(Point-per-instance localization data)
━━━━━━━━━━━━━━━━━━━━━━━━━━━━━━
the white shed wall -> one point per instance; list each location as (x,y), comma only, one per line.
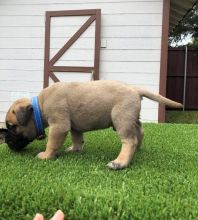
(130,32)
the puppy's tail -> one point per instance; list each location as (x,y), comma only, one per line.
(158,98)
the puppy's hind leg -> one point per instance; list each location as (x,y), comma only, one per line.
(77,142)
(56,138)
(125,122)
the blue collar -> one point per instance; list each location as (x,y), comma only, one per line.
(37,117)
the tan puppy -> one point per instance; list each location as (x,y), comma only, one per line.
(81,107)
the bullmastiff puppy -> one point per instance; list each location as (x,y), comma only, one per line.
(78,108)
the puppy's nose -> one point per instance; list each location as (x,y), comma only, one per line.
(9,125)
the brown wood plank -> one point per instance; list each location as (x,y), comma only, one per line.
(53,77)
(68,44)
━━━━━━━━━━━━━━━━━━━━━━━━━━━━━━
> [WHAT TO WORK ON] Could the data above be repeated exactly, with every picture dropped?

> [RESULT OF THE EXERCISE]
the white shed wall -> one point per instance; list each location as (x,y), comma only, one per line.
(130,32)
the puppy's tail -> one point per instance; list each location as (x,y), comma only, one per line.
(158,98)
the puppy's hind leg -> one point per instance; list each location as (x,y), comma only, one per line.
(77,142)
(56,138)
(125,122)
the blue collar -> one point per instance; list each location as (x,y), comma only, one per line.
(37,117)
the tan puppy -> one point per instance; list each location as (x,y), comma only, one per line.
(81,107)
the bullmastiff puppy -> one point per instance; list each location as (x,y), comma only, one per line.
(78,108)
the puppy's nose -> one point per instance; list each location as (x,y), comma only, one per line.
(9,125)
the brown wood plank -> one point per instance; list each location as (x,y), comma only, one per line.
(53,77)
(68,44)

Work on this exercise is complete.